(Selected excerpt)

Cytoplasmic membrane depolarisation assay

The depolarisation of the cytoplasmic membrane of S. aureus (ATCC 29213) by PXL150 was assessed by measuring the disruption of the electrical potential gradients across the cytoplasmic membrane in intact bacteria using the membrane potential-sensitive cyanine dye DiSC3(5). DiSC3(5) accumulates in bacterial cells and self-quenches its own fluorescence. Thus, increase in fluorescence reading reflects release of the dye from bacterial cells caused by increase in membrane permeability. The assay was performed as previously described (Friedrich et al. 2000). Shortly, exponential phase bacteria were washed and resuspended in 1 ml of 10 mM Tris buffer pH 7.0 to a concentration of 4 × 107 CFU/ml. One microliter of 0.4 mM DiSC3(5) (Sigma-Aldrich) was added to 1 ml bacterial suspension. Two minutes after the addition of the dye, the intensity had stabilised, indicating maximal uptake of the dye into bacterial cells, and 30 μl 3.3 M KCl was added to equilibrate the cytoplasmic and external potassium ion concentrations. One minute later, the peptide solution was added to yield a final concentration of PXL150 ranging from 0.625 to 160 μg/ml. The fluorescence intensity was monitored continuously in real time using a Cary Eclips Fluorescence Spectrophotometer (Varian, Palo Alto, CA, USA) for up to 15 min starting with the addition of the peptide. The fluorescence was monitored at an excitation wavelength of 650 nm and an emission wavelength of 670 nm. The most optimal wavelengths for monitoring fluorescence from DiSC3(5) (excitation at 650 nm and emission at 670 nm) were identified by an excitation spectrum scan between 550 and 660 nm and an emission spectrum scan between 630 and 750 nm. Ten-microliter aliquots were removed at time intervals indicated in order to measure viable counts. After sample collection, the aliquots were immediately diluted 103-, 104-, 105- and 106-fold 0.037 % BHI. Fifty microliters of the dilutions was spread onto blood agar plates and incubated overnight at 37 °C. The plates containing between 20 and 300 CFU were counted.

Prior to the experiments described above, it was observed that KCl or PXL150 did not exhibit any autofluorescence at the emission wavelength of 670 nm (Online Resource 1a). Moreover, addition of KCl did not show any inhibitory effect on the fluorescence signal of the dye, while the addition of the maximal concentration of PXL150 of 160 μg/ml led to a minor reduction in signal of approximately 10 % (Online Resource 1b). Thus, the assay was well suited to assess changes in fluorescence signal reflecting the membrane depolarising properties of PXL150.

(End Selected excerpt)

**Instructions:**
(1) According to the membrane depolarization assay text, what range of final PXL150 concentrations was tested?
(2) Continue the membrane depolarization assay text after its last sentence.

(Extracted records)

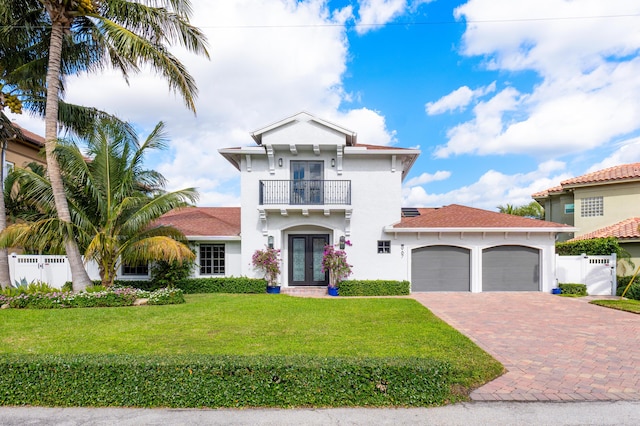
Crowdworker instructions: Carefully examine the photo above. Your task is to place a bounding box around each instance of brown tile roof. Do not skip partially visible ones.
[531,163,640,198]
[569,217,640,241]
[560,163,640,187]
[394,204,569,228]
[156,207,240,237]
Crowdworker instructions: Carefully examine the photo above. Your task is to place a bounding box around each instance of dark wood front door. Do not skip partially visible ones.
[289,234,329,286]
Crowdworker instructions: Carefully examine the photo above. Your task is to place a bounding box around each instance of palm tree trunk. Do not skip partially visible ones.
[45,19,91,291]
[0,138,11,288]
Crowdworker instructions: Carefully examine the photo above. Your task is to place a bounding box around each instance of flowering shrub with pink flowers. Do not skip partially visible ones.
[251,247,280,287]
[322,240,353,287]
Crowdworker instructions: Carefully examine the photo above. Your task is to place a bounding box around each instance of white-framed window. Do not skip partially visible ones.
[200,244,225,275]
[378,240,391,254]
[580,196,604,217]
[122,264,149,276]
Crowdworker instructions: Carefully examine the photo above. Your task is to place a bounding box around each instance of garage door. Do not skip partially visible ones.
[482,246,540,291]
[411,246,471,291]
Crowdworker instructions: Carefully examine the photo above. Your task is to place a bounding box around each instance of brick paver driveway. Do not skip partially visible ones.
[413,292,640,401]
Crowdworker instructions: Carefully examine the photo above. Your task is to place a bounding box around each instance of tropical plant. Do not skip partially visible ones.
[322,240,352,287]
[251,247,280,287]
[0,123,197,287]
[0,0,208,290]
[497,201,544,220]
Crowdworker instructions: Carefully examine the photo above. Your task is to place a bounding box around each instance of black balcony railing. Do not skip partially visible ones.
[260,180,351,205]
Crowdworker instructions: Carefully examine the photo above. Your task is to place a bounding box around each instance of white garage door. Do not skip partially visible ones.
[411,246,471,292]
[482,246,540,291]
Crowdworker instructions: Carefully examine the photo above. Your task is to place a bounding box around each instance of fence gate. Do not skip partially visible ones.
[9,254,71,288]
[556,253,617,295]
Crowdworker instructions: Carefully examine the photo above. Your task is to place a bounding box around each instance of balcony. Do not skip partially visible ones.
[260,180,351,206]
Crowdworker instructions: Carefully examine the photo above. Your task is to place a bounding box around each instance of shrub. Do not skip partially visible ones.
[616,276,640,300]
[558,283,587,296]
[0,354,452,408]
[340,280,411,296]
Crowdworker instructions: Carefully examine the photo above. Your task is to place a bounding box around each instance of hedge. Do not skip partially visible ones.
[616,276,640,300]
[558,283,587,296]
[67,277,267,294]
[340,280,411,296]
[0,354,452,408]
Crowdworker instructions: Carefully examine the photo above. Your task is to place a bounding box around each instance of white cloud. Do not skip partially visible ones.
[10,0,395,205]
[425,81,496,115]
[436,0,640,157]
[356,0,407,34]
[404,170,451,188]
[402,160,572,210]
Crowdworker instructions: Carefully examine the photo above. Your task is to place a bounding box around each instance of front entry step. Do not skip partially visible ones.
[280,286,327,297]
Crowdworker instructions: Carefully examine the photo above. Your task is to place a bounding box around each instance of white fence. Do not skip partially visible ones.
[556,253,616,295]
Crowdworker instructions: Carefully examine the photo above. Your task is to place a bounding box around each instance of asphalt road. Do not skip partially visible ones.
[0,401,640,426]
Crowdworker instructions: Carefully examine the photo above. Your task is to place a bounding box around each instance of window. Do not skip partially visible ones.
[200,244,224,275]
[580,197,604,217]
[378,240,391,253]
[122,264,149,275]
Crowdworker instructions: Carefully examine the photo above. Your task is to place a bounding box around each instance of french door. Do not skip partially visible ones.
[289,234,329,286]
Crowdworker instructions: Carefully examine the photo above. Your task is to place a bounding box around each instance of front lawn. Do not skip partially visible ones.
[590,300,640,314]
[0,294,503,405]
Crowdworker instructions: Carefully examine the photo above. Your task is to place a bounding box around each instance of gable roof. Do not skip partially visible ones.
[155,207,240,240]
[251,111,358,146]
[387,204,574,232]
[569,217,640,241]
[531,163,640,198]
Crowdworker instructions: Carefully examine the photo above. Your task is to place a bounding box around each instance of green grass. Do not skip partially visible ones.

(End Extracted records)

**Responses per task:**
(1) From 0.625 to 160 μg/ml.

(2)
Assessment of anti-inflammatory effect in THP-1 cells

The human monocytic cell line THP-1 (ATCC TIB-202) was cultured in RPMI 1640 medium (PAA Laboratories GmbH) supplemented with 10 % FBS (PAA Laboratories GmbH), 1 mM sodium pyruvate (Sigma-Aldrich) and 20 mM 4-(2-hydroxyethyl)-1-piperazineethanesulfonic acid (HEPES, PAA Laboratories GmbH). The cell density was adjusted to 106 cells/ml, and 100 μl of the cell suspension was added to the wells of a 96-well cell culture plate (Sarstedt, Nümbrecht, Germany). The cells were incubated with 10 ng/ml phorbol 12-myristate 13-acetate (PMA, Sigma-Aldrich) to differentiate the monocytes into macrophage-like cells. After 2 days, the cells were stimulated with 0.1 ng/ml lipopolysaccharide (LPS, E. coli serotype O55:B5, Sigma-Aldrich) in the medium specified above except that 10 % FBS was replaced with 5 % h.i. FBS. Titration experiments were previously performed to select the LPS concentration mediating a close to maximum release of cytokines after 6 h. Thirty minutes after the addition of LPS, PXL150 in a concentration range from 0.625 to 80 μM was added. The supernatants were collected after 6 h of incubation and frozen at −20 °C. The samples were kept frozen until analysed for tumor necrosis factor alpha (TNF-α) levels by enzyme-linked immunosorbent assay (ELISA, R&D Systems, Minneapolis, MN, USA).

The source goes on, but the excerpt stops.